> [What the task requires]
Will you give the material below again, every line exactly as it is?

** Begin **

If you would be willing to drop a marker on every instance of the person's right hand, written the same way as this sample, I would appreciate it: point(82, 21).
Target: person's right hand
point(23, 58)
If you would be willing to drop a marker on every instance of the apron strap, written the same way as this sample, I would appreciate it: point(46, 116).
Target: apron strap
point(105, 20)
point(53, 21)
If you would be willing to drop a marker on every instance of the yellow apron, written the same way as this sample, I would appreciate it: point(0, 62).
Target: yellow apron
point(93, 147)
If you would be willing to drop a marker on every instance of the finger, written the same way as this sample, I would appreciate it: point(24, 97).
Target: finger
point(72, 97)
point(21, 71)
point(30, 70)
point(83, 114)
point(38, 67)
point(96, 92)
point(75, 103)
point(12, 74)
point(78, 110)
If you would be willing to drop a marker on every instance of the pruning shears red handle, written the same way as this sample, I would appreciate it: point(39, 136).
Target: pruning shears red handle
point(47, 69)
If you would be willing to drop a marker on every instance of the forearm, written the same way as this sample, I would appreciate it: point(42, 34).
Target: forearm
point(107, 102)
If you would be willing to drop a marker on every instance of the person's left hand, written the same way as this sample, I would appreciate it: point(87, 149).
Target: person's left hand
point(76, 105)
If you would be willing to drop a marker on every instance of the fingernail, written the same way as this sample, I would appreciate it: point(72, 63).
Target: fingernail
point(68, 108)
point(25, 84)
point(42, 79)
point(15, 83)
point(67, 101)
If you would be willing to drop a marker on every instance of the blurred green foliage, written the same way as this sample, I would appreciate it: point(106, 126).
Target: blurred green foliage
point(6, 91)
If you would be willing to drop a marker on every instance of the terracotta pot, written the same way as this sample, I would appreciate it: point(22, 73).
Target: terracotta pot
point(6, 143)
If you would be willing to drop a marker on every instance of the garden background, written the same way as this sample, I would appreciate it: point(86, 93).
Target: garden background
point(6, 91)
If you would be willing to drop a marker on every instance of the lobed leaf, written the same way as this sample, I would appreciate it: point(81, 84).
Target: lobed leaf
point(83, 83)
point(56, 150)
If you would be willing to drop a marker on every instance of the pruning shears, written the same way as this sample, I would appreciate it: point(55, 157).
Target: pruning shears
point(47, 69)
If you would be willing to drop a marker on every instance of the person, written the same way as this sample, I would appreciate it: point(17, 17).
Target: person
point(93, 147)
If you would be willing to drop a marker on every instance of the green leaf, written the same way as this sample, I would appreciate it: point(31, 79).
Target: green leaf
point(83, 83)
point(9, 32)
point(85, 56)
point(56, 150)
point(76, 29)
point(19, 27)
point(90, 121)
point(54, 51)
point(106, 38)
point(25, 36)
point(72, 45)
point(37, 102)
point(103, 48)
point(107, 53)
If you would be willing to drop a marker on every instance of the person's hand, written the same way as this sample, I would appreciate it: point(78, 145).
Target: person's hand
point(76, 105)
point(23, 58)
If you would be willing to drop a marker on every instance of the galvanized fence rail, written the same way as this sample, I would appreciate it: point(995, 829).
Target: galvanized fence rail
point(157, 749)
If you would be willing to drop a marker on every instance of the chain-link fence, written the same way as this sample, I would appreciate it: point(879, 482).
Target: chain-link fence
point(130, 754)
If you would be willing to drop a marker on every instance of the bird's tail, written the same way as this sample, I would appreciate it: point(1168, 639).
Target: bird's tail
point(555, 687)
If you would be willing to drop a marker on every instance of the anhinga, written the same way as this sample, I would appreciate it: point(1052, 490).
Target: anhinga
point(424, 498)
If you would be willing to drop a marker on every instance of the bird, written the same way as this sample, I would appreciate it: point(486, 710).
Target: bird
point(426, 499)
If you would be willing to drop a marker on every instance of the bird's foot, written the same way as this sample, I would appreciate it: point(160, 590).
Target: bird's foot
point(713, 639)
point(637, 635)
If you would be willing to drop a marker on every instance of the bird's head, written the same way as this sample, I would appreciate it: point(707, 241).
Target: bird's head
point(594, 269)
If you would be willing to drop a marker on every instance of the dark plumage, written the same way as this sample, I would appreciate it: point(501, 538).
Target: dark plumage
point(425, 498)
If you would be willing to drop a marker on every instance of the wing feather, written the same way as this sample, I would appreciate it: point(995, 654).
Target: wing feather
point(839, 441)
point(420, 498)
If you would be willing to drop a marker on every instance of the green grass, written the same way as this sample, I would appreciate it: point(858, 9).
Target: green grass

** End **

> [Answer]
If you would be willing to drop a marker on every instance of the person's right hand, written the same way as this sample, I would appreciate it: point(82, 21).
Target: person's right hand
point(23, 58)
If you would be willing to drop a marker on every instance of the apron strap, written the same way as this sample, I would appreciate it: point(46, 116).
Target: apron strap
point(105, 20)
point(53, 21)
If you would be willing to drop a marker on every instance of the yellow apron, written the same way as this sample, I would appreciate it: point(0, 62).
Target: yellow apron
point(93, 147)
If you would be willing to drop a marker on every instance of the finger, written the same way as this sample, I would appreciate it: point(24, 97).
Target: finger
point(72, 97)
point(21, 71)
point(30, 70)
point(83, 114)
point(38, 67)
point(96, 92)
point(75, 103)
point(12, 74)
point(78, 110)
If you would be willing to drop a marker on every instance of the pruning shears red handle, written the same way as this sample, I would appreciate it: point(39, 136).
Target: pruning shears red handle
point(47, 69)
If you would be willing to drop a marker on every instance of the forearm, written the same way as this sample, I would appreciate it: point(42, 34).
Target: forearm
point(107, 102)
If you would be willing to drop a marker on every instance of the person's left hand, written the same way as this sample, I would appreciate it: point(87, 149).
Target: person's left hand
point(76, 105)
If you would be willing to drop a marker on every instance of the fingernail, written the same way as this sample, I would appreciate it: point(72, 63).
Target: fingernail
point(68, 108)
point(25, 84)
point(42, 79)
point(15, 83)
point(67, 101)
If you would be willing to drop a marker on every instance of the blurred green foliage, written the same way as this sample, I would appreciate it: point(106, 126).
Target: blurred green foliage
point(6, 91)
If you would be willing to drop a marker on every instance of the terracotta pot, written the same way as this sample, I would appreciate it: point(22, 73).
Target: terracotta pot
point(6, 143)
If you would be willing to drop a marker on every instance of the garden background, written the same way as this sample, I would appreciate it: point(86, 93).
Target: garden background
point(6, 91)
If you would be willing to drop a marker on every instance of the lobed leaf, written the same way as this sample, I would appreciate it: point(81, 84).
Target: lobed leaf
point(83, 83)
point(56, 150)
If you would be willing to drop a marker on every instance of the pruning shears, written the same way as this sample, I would appreciate it: point(55, 157).
Target: pruning shears
point(47, 69)
If you would be willing to drop a marker on every instance of the person, written the same way as this sample, I would appreciate it: point(17, 17).
Target: person
point(93, 147)
If you would be willing to drop a marker on every instance of the green leaf, written the same way as this sample, I would appreciate it: point(31, 79).
Target: green leaf
point(83, 83)
point(9, 32)
point(85, 56)
point(56, 150)
point(76, 29)
point(19, 27)
point(90, 121)
point(54, 51)
point(106, 38)
point(25, 36)
point(72, 45)
point(37, 102)
point(103, 48)
point(107, 53)
If you would be willing to drop a marker on every instance of the person's hand, written the same way as this sample, I would appreciate it: point(78, 145).
Target: person's hand
point(76, 105)
point(23, 58)
If you would be willing to drop a marker on every instance of the galvanized fence rail, written the same way as this sample, I would appreciate it: point(995, 829).
Target: galvanized fence rail
point(157, 749)
If you would be willing to drop a marker on every instance of the chain-link fence, written the same way as this sample, I would appreciate it: point(879, 482).
Target: chain-link fence
point(130, 754)
If you would be willing to drop a marker on every instance of the bird's tail, written the same way as this sample, I would appreciate it: point(1168, 639).
Target: bird's tail
point(555, 687)
If you would be willing to drop a marker on every instance of the anhinga, written the same way as this sample, I would appreciate it: point(1052, 490).
Target: anhinga
point(424, 498)
If you would be willing to drop a marker on every instance of the bird, written the same way as this sample, I would appreciate it: point(486, 710).
Target: bird
point(426, 499)
If you would be willing to drop a marker on every instance of the bird's foot, written the same way as this sample, I would appreciate it: point(160, 590).
Target: bird's foot
point(713, 639)
point(637, 635)
If you would be willing to drop a marker on every instance of the bird's head, written the same way as this sample, I would appreciate it: point(707, 241).
Target: bird's head
point(594, 269)
If you would be willing to drop a marker on every instance of the dark plumage, written the same way as this sample, I would appreciate it: point(501, 538).
Target: dark plumage
point(425, 498)
If you would be willing to drop a marker on every instance of the wing feather, written the same way as this sample, I would appreciate it: point(995, 654).
Target: wing feather
point(839, 441)
point(420, 498)
If you would be willing to drop a marker on every instance of the green grass, written the same way as this sample, I would appreciate it: point(858, 9).
Target: green grass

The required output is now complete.